Data for processing >>
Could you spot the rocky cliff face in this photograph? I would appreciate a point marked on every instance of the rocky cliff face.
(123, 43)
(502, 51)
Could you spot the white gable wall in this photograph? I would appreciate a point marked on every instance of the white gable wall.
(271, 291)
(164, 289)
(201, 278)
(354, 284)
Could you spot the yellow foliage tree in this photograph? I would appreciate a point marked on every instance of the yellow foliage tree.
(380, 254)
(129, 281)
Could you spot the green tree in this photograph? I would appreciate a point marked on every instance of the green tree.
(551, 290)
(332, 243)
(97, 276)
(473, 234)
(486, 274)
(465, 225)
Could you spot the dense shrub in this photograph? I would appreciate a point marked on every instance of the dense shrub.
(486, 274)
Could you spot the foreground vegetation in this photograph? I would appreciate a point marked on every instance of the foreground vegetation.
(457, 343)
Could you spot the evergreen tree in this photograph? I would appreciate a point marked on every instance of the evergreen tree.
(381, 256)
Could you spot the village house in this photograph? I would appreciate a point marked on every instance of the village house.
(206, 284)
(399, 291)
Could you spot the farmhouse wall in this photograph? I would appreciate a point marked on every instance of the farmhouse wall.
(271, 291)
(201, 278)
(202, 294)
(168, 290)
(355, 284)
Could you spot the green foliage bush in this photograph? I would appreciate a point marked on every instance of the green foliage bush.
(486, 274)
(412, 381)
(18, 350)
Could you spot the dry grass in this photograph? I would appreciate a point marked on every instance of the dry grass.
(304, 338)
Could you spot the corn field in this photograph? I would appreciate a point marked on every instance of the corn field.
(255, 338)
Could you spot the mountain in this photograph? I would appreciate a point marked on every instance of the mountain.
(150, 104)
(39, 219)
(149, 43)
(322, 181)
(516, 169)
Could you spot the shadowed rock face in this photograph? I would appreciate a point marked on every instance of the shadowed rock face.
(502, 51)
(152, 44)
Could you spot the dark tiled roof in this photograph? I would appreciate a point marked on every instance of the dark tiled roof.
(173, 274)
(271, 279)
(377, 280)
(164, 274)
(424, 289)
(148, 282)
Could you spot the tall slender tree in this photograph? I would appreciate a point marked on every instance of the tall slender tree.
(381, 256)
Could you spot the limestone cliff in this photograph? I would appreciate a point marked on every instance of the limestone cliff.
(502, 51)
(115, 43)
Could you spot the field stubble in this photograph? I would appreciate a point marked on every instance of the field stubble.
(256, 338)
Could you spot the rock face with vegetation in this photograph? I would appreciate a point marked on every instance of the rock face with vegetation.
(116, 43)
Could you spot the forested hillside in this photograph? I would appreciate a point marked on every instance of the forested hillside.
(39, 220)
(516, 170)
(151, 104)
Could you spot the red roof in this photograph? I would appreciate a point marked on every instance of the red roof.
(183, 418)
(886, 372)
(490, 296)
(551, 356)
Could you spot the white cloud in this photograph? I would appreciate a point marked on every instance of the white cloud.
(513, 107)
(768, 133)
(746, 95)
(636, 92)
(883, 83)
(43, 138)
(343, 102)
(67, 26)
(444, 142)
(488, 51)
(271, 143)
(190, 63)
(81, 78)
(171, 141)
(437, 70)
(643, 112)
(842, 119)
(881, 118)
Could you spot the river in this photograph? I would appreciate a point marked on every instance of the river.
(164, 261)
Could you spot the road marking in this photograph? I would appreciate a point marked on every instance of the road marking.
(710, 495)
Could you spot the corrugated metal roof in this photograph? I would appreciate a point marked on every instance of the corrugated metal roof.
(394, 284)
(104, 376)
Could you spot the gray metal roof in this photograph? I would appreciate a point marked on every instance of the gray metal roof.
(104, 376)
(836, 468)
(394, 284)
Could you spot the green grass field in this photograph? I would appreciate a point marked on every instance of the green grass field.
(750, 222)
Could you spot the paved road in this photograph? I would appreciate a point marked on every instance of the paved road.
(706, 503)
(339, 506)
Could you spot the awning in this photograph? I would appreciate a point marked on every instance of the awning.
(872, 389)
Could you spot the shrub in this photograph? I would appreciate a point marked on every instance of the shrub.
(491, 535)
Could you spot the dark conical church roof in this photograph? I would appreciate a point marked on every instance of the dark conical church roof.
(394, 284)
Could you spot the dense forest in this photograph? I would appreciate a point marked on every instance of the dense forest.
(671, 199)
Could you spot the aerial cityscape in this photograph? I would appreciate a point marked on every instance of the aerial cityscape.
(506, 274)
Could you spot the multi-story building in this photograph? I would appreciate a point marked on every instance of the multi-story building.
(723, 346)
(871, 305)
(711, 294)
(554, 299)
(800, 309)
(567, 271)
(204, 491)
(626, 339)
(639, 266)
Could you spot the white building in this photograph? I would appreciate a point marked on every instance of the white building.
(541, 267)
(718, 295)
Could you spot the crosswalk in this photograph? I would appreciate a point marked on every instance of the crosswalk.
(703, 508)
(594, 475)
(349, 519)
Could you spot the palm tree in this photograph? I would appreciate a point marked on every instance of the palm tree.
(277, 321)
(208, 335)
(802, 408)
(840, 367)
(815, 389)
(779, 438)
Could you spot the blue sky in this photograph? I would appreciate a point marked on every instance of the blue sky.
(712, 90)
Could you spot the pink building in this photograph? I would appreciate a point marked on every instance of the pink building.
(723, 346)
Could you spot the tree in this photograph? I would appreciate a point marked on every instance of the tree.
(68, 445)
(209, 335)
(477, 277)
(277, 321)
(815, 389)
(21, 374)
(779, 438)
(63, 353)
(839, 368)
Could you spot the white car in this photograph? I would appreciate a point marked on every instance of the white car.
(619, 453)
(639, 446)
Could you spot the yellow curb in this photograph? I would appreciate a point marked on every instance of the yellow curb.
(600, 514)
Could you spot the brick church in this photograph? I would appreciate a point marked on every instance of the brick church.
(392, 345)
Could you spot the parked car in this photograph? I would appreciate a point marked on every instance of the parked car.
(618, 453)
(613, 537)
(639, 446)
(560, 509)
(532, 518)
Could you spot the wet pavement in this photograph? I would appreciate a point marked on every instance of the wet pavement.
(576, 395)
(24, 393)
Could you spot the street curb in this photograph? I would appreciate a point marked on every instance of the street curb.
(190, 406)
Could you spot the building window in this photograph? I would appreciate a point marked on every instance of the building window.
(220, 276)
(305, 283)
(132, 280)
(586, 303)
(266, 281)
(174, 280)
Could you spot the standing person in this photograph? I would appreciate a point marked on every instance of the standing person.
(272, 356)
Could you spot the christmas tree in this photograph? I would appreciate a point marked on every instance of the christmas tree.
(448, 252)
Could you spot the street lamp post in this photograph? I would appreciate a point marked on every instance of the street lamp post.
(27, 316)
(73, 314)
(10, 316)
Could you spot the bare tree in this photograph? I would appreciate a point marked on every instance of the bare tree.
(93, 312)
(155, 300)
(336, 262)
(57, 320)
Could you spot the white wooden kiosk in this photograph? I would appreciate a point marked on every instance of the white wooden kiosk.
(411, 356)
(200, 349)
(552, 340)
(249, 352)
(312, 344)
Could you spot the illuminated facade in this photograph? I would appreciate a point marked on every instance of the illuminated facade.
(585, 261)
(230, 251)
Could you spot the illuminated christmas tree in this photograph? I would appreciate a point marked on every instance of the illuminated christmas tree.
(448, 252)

Problem requirements >> The records above need to be written out again. Keep them exact.

Expected output >>
Could you spot the rocky cliff face in this photograph? I would appreciate a point marked on every instance of the rocky cliff face.
(123, 43)
(502, 51)
Could you spot the white gable wall in this photograph? I would appreciate a point marked on every instance of the white gable wall.
(271, 291)
(164, 289)
(201, 278)
(354, 284)
Could you spot the yellow foliage tree in this photograph? I would appreciate a point marked on every instance of the yellow foliage tree.
(380, 254)
(129, 281)
Could you spot the green tree in this photograph? I would appreciate a point marked on every instance of the green tree.
(551, 290)
(332, 243)
(97, 276)
(473, 234)
(486, 274)
(465, 225)
Could you spot the dense shrub in this photograph? I would appreciate a point marked on every instance of the dense shrub.
(486, 274)
Could you spot the foreground vegetation in this photograph? I would appreciate a point marked on every instance of the foreground vegetation.
(457, 343)
Could you spot the evergreen tree in this photograph? I would appreciate a point marked on every instance of the evergreen tree.
(381, 256)
Could you spot the village house in this photograph? I would appreciate a point marked on every instance of the village house.
(206, 284)
(399, 291)
Could you spot the farmhouse wall in this photograph? I would appreciate a point marked on every instance of the farmhouse wall.
(271, 291)
(201, 278)
(202, 294)
(168, 290)
(355, 284)
Could you spot the green foliage bush in this photograph? I would appreciate a point marked on every instance of the green foliage bush.
(486, 274)
(412, 381)
(18, 350)
Could you spot the dry grass in this photograph? I would appreciate a point marked on every instance of the dry grass.
(304, 338)
Could you spot the corn field in this photograph? I would appreciate a point marked on every instance of the corn field.
(255, 338)
Could you spot the mountain in this photograph? I would appreciate a point marked on every instance of the mountain.
(150, 104)
(39, 219)
(149, 43)
(322, 181)
(516, 169)
Could you spot the shadowed rock face in this photograph? I would appreciate a point marked on every instance of the shadowed rock face.
(502, 51)
(152, 44)
Could you spot the dark tiled roof in this photograph? I would appreciate a point marked on every instance of the dark tiled roof.
(173, 274)
(271, 279)
(377, 280)
(164, 274)
(424, 289)
(148, 282)
Could you spot the tall slender tree in this photograph? I would appreciate a point marked on every instance of the tall slender tree.
(381, 256)
Could you spot the limestone cliff in this photograph? I would appreciate a point marked on every instance of the limestone cliff.
(502, 51)
(115, 43)
Could you spot the field stubble in this photograph? I would appreciate a point marked on every instance of the field stubble.
(256, 338)
Could you spot the rock face with vegetation in this photograph? I would appreciate a point marked on every instance of the rock face with vegetation.
(116, 43)
Could you spot the forested hillside in this photograph? I would appreciate a point marked on every instance of the forested hillside.
(39, 220)
(516, 170)
(151, 104)
Could you spot the red roof in this photograph? I would appreciate a point marked on every instance of the red roof.
(183, 418)
(886, 372)
(490, 296)
(551, 356)
Could you spot the white cloud in this photograph? I would appreciate a point marked on every instance of the white cloud.
(513, 107)
(768, 133)
(746, 95)
(636, 92)
(883, 83)
(43, 138)
(343, 102)
(67, 26)
(444, 142)
(488, 51)
(271, 143)
(190, 63)
(81, 78)
(171, 141)
(437, 70)
(643, 112)
(842, 119)
(881, 118)
Could you spot the river in this photograph? I would appreciate a point marked on every instance of the river.
(164, 261)
Could you spot the road marking in this photograph? I would appreciate a point marked on every instance of the road marking.
(710, 495)
Could you spot the corrugated metal roof in this photograph? I would appreciate a point marked on every instance of the corrugated metal roof.
(394, 284)
(104, 376)
Could you spot the gray metal roof in this photograph? I would appreciate a point marked on every instance of the gray metal roof.
(104, 376)
(836, 468)
(394, 284)
Could you spot the green grass field in this photograph? I would appreciate a point marked on every instance of the green grass field.
(750, 222)
Could you spot the paved road in this photograph? I would appreciate a point marked on every instance of the paved road.
(706, 503)
(339, 506)
Could you spot the awning in this photograph? I would appreciate a point marked on every instance of the awning.
(872, 389)
Could you spot the shrub in this photograph? I would appreciate a point marked on every instance of the shrub.
(491, 535)
Could you spot the dark conical church roof in this photograph? I would appreciate a point marked on every instance of the dark conical church roof.
(394, 284)
Could you spot the dense forest in this photograph? I would appreciate a point marked on every instance of the dense forest.
(671, 199)
Could you spot the aerial cityscape in this photograph? I would appreciate a point marked on every instance of the aerial cityscape.
(506, 274)
Could you spot the multi-story building in this photograph? I would appreciate a point marked on every instance of the multi-story building.
(723, 346)
(871, 305)
(711, 294)
(554, 299)
(800, 309)
(567, 271)
(204, 491)
(626, 339)
(639, 266)
Could you spot the white building in this photograph? I would appreciate a point marked on every instance of the white building.
(541, 267)
(718, 295)
Could you spot the crosswalk in this photograph? I would appreciate a point marked on every instance of the crosswalk.
(703, 508)
(594, 475)
(349, 519)
Could you spot the palm tree in this photograph? I would appreciate a point marked on every instance of the palm tree.
(277, 321)
(208, 335)
(802, 408)
(840, 367)
(815, 389)
(779, 438)
Could you spot the blue sky in this photograph? I would appreciate a point marked on every instance of the blue sky.
(712, 90)
Could you spot the pink building in this photograph? I would appreciate a point marked on every instance of the pink building.
(723, 346)
Could you spot the tree in this photograph? I would appreciate a point marked on every instance of the tree.
(68, 445)
(209, 335)
(477, 277)
(277, 321)
(815, 389)
(21, 374)
(779, 438)
(63, 353)
(839, 368)
Could you spot the white car in this photograph? I would appreciate a point marked on every instance of the white car.
(619, 453)
(639, 446)
Could you spot the yellow curb in this photograph? I would appreciate a point marked on every instance of the yellow curb.
(600, 514)
Could you spot the brick church in this photograph? I would appreciate a point marked on every instance of the brick church.
(392, 345)
Could you spot the parked car in this photograph? I would appreciate a point marked on every instance of the parked car.
(618, 453)
(613, 537)
(639, 446)
(560, 509)
(532, 518)
Could you spot the wet pavement in this photograph? I would appreciate a point marked on every instance of the wet pavement.
(576, 395)
(24, 393)
Could you spot the street curb in this photograph? I would appreciate a point marked on every instance of the street curb.
(190, 406)
Could you spot the building window in this photograph? I would appreciate a point marked on every instance of the building window.
(220, 276)
(305, 283)
(132, 280)
(586, 303)
(266, 281)
(174, 280)
Could you spot the standing person in this photograph? I would appreciate a point marked on every instance of the standing person.
(272, 356)
Could you spot the christmas tree in this photograph? I would appreciate a point marked on every instance of the christmas tree.
(448, 252)
Could you spot the street lamp post in this photograph? I would appreciate a point marked on every instance of the street lamp post.
(27, 316)
(73, 314)
(10, 316)
Could you spot the bare tree in this photograph? I would appreciate a point marked on every instance of the bare tree.
(93, 312)
(155, 300)
(336, 262)
(57, 320)
Could you spot the white wooden kiosk in this photograph? I would appreciate a point marked on every instance of the white wooden kiosk.
(411, 356)
(200, 349)
(552, 340)
(249, 352)
(312, 344)
Could you spot the illuminated facade in this photograph? I would appreciate a point marked on every instance of the illuminated facade.
(585, 261)
(230, 251)
Could you spot the illuminated christmas tree in this photograph? I would appreciate a point marked on every instance of the illuminated christmas tree.
(448, 252)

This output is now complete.